Data excerpts
_____

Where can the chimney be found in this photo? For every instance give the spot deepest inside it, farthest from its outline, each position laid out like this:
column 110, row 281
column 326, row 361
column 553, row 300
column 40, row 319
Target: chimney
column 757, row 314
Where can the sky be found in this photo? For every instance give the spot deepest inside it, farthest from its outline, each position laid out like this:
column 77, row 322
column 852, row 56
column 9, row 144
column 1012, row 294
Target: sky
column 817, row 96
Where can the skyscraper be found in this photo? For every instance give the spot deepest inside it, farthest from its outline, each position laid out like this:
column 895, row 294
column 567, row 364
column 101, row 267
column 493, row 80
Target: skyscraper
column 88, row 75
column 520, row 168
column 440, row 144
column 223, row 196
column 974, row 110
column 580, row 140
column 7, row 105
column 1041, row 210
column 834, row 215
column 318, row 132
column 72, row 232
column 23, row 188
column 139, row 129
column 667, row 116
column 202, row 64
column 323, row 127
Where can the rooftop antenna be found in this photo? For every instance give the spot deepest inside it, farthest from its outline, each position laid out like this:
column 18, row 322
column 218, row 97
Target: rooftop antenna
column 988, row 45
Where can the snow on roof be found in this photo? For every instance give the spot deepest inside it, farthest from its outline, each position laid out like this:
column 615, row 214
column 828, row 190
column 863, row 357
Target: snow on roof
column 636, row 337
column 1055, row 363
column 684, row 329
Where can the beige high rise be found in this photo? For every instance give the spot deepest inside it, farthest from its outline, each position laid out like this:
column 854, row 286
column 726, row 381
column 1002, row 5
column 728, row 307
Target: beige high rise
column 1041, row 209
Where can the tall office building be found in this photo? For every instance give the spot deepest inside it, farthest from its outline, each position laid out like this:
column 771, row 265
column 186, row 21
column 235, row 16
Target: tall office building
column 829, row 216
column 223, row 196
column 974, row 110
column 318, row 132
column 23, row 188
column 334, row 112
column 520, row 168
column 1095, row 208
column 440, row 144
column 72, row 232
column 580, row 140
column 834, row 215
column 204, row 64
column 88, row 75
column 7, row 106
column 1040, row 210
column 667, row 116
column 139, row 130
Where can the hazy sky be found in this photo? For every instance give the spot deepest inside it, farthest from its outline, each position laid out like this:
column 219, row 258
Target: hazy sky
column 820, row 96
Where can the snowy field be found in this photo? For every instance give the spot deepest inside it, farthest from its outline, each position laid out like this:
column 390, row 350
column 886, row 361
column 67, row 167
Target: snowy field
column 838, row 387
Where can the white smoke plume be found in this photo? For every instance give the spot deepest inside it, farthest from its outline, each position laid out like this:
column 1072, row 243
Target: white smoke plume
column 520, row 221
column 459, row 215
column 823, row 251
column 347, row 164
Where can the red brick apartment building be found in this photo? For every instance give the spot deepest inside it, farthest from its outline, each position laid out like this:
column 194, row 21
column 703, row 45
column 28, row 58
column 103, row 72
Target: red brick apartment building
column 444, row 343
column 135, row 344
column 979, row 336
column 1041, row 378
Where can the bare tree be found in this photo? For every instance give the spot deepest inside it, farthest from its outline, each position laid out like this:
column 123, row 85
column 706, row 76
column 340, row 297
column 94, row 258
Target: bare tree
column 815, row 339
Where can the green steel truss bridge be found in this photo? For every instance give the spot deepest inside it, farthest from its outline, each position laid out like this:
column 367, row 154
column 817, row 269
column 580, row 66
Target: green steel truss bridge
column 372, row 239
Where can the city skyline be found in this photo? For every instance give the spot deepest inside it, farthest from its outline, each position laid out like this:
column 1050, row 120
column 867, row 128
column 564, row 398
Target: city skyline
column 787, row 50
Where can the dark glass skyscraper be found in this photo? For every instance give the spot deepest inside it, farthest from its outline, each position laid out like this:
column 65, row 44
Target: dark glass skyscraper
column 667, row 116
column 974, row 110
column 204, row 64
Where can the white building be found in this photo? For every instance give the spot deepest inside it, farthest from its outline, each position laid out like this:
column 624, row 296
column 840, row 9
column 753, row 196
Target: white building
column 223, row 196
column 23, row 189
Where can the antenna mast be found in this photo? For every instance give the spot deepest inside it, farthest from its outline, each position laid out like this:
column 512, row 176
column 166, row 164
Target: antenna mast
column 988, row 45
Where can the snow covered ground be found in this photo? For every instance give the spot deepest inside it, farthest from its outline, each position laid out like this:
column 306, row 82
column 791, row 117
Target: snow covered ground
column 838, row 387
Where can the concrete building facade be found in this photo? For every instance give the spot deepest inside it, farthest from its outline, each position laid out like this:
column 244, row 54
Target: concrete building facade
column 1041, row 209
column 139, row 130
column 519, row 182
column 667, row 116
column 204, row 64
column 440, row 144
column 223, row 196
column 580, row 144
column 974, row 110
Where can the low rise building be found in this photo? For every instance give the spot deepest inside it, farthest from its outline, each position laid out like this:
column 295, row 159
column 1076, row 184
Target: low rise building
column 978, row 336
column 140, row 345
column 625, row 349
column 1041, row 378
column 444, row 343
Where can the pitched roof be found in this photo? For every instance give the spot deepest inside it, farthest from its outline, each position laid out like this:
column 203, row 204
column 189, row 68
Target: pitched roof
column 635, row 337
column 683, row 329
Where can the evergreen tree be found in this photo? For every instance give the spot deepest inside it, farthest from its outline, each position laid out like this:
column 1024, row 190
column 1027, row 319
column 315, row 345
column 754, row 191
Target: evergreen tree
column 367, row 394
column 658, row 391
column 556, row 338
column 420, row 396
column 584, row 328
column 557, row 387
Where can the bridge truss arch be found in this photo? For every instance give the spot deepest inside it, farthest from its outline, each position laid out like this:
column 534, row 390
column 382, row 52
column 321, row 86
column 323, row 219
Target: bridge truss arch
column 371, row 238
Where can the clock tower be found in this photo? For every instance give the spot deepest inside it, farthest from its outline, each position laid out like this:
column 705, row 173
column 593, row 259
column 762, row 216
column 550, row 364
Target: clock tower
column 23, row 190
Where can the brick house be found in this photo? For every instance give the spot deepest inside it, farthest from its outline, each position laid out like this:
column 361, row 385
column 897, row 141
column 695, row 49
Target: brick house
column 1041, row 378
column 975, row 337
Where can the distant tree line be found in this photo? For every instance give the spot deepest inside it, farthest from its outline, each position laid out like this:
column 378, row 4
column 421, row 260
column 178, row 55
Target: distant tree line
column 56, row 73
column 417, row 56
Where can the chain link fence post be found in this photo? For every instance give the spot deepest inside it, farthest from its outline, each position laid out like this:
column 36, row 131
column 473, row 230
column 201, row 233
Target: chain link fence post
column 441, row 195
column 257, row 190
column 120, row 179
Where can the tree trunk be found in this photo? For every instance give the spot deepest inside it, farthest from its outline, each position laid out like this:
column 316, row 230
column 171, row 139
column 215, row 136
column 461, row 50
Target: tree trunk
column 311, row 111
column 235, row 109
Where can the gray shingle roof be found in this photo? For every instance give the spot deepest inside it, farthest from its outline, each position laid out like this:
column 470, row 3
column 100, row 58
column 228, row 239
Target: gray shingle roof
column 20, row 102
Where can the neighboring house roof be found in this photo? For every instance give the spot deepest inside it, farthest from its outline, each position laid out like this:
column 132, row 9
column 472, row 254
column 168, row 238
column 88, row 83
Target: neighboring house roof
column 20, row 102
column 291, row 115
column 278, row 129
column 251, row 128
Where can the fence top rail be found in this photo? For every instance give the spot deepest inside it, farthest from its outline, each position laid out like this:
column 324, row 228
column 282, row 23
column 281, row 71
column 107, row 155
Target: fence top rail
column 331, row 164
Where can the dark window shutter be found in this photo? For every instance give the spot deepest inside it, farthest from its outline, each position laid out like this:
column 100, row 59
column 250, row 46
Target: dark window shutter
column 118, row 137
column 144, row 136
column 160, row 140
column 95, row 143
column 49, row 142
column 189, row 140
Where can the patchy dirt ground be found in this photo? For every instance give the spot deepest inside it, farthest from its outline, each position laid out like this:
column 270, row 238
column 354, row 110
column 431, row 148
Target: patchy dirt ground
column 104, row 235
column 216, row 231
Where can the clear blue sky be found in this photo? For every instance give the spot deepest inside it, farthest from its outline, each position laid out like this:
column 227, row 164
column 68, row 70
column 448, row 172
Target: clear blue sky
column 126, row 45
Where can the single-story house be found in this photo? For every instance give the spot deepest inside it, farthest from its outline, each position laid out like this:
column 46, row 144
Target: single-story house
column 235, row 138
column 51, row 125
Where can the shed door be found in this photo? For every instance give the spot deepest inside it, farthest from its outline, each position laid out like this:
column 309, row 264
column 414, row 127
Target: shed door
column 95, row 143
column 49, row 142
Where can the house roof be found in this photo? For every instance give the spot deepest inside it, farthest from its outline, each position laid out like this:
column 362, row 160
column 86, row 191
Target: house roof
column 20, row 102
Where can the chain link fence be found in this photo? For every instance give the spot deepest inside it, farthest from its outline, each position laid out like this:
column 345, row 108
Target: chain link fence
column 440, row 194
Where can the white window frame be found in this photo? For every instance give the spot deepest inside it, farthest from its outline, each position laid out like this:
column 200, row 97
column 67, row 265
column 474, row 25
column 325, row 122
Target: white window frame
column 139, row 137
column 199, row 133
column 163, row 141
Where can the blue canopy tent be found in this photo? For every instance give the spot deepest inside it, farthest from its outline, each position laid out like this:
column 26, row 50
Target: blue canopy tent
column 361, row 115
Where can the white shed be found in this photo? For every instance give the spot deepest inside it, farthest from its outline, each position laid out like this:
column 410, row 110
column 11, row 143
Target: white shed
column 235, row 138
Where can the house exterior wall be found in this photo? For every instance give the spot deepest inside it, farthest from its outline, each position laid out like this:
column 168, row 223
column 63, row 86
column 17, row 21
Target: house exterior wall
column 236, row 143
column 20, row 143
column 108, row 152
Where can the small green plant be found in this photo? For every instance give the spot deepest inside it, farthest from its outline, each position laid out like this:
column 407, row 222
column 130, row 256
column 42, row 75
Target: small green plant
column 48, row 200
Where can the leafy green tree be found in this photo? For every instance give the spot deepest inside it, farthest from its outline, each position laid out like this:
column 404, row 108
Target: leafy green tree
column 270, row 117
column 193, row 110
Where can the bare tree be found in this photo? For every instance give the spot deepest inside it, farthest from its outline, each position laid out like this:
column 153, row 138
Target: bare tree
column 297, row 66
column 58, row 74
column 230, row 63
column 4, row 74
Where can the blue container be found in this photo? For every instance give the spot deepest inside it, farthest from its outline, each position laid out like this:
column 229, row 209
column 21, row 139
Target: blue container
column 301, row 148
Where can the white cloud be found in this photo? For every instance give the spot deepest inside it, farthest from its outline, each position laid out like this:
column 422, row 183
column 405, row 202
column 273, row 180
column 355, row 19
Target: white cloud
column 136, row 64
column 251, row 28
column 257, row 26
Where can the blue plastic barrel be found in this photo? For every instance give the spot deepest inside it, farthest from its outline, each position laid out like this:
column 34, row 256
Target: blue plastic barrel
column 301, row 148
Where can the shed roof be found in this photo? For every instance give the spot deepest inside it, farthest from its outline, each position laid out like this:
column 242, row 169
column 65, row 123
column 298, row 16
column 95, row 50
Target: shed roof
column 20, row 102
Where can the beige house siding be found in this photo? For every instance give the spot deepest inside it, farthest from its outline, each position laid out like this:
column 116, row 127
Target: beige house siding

_____

→ **Work instruction**:
Go through the entries and copy each line holding the string "siding".

→ **Exercise result**:
Where can the beige house siding be found in this photo? For every instance give the spot deepest inside it, farthest from its outline, each position laid out like this:
Target: beige house siding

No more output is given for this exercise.